### SELECTED EXTRACT

━━━━━━━━━━━━━━━━━━━━━━━━━━━━━━

An amputee in a wheelchair was shot and killed by a Houston police officer Saturday at a group home for the mentally ill, and we’ve learned this is not the first time officer has fatally shot a suspect.
The Houston Police Department said Brian Claunch — a one-armed, one-legged man in a wheelchair — threatened Ofc. M. Marin and waved an object that later turned out to be a ballpoint pen.
The shooting happened just southeast of downtown Houston at the Healing Hands group home on Polk at Sidney.
“Officer Marin, in fear of the safety of his partner and the safety of himself, discharges his duty weapon striking the suspect,” HPD spokesperson Jodi Silva said.
Silva told us police were called to Healing Hands around 2:30am. The overnight caretaker said Claunch was acting aggressively and repeatedly asking for soda and cigarettes.
Marin and his partner entered the home and Claunch kept swinging an object at them. After ignoring numerous requests to drop the object, police say Claunch cornered Marin’s partner in the room.
“The officers made verbal commands for the suspect to drop whatever he had in his hand, to stay still and to speak with the officers, but the suspect continued to make threats,” Silva said.
That’s when Marin shot Claunch once in the head. He died at the scene. The object he was holding turned out to be pen.
Two other residents were inside the home at the time of the shooting and the caretaker was outside. They were all questioned.
The owner of the group home, John Garcia, said Claunch enjoyed drawing on paper.
“At the table, he would write on a pad of paper,” he said. “He liked to doodle. He was always doodling on the table. He’d write there.”
Garcia said Claunch lived in the house for about 18 months and was and schizophrenic and had bipolar disorder. He lost his arm and leg after being hit by a train years ago, he said.
According to Garcia, Claunch was capable of making a person feel threatened during a time of outrage, despite his physical state. He added that it’s an everyday challenge taking care of those with severe mental illnesses.
“You just never know when they are going to go off,” Garcia said. “That’s all you can say. You just don’t know. They can be very calm and then all of a sudden, within five minutes, it’s a different dimension.”
We called clinical psychologist Dr. Ed Reitman for his reaction. “Emotionally disturbed individuals, when threatened, are going to react in most instances, excessively,” Reitman said. Reitman added that the mentally ill patient may not have understood the officer’s request to put down the pen.

━━━━━━━━━━━━━━━━━━━━━━━━━━━━━━

### INFORMATION SHOWN

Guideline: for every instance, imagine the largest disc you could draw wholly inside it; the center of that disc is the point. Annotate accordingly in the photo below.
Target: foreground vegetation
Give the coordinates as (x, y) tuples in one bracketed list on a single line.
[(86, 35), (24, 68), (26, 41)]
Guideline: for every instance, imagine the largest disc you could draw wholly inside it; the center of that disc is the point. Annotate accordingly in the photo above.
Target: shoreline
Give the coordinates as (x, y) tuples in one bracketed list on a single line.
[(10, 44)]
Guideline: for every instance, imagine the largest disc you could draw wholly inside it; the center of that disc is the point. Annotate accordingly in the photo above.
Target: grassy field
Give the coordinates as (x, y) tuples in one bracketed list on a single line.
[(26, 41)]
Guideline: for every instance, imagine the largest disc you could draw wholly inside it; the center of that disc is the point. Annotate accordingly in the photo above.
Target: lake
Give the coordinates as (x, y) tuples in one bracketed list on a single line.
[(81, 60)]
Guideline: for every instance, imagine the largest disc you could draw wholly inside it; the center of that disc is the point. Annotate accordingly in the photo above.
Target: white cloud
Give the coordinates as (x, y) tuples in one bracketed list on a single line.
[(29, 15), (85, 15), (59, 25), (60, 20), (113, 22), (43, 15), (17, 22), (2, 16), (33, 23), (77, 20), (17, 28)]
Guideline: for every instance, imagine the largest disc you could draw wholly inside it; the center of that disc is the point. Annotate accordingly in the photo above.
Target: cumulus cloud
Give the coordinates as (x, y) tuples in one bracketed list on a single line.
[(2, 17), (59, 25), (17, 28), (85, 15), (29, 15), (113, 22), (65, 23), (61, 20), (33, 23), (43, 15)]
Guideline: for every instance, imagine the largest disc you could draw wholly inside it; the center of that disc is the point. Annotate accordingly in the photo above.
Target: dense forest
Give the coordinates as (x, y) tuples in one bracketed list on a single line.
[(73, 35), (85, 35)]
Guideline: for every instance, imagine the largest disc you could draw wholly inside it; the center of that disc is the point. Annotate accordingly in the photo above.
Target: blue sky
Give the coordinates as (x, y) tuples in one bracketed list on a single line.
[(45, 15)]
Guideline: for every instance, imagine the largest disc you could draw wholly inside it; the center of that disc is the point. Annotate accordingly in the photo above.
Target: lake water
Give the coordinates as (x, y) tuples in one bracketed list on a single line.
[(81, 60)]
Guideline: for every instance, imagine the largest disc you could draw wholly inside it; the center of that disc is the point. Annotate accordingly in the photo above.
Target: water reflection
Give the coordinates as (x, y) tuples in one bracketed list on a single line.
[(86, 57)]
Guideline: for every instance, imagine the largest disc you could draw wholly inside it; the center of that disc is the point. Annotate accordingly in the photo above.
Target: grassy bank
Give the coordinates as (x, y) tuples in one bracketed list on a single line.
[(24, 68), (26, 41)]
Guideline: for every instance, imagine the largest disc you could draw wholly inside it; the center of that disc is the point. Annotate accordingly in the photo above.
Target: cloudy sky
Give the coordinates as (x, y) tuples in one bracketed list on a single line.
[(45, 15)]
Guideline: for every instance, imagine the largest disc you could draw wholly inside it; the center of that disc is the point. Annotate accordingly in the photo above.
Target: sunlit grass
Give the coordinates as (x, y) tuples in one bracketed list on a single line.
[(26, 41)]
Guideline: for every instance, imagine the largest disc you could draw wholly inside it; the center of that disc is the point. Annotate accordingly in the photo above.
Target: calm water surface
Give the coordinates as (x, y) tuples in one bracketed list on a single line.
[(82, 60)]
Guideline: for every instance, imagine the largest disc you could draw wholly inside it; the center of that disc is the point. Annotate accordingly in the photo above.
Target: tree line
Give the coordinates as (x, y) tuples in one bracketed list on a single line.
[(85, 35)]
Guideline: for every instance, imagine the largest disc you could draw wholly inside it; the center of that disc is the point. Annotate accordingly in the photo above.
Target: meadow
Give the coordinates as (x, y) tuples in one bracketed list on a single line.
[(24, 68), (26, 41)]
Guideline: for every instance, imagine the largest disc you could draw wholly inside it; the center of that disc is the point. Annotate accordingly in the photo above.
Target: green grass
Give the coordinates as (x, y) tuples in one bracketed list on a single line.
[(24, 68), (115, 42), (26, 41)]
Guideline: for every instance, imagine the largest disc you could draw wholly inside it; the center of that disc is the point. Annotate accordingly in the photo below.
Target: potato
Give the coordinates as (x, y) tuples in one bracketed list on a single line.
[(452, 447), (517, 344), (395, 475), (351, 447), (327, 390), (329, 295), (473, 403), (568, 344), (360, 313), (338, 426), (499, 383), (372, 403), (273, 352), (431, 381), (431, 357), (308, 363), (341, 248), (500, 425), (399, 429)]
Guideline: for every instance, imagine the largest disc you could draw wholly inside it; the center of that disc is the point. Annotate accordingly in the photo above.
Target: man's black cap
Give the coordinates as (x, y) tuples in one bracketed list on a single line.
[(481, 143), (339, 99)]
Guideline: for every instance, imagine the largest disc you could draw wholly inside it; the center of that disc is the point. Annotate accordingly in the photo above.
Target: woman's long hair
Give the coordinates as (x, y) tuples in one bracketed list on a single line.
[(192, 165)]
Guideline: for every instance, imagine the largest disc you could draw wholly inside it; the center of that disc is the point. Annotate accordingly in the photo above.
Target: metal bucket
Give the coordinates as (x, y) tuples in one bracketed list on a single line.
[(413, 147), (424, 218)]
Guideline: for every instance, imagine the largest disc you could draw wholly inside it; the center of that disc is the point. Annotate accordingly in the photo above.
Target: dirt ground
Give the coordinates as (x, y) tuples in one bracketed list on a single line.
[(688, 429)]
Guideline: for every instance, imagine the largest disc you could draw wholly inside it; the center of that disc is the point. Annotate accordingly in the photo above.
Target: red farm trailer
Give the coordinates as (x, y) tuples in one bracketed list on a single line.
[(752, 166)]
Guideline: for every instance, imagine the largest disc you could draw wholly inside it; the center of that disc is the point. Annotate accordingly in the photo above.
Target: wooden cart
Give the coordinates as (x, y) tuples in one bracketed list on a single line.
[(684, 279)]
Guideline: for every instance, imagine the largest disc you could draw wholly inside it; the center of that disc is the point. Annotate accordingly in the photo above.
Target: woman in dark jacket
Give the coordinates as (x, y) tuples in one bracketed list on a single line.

━━━━━━━━━━━━━━━━━━━━━━━━━━━━━━

### TASK DETAILS
How would you put this sentence from the news report on the Houston police shooting into Spanish: "The owner of the group home, John Garcia, said Claunch enjoyed drawing on paper." Nothing here draws on the items.

### FINISHED EXERCISE
El dueño del hogar grupal, John Garcia, dijo que a Claunch le gustaba dibujar en papel.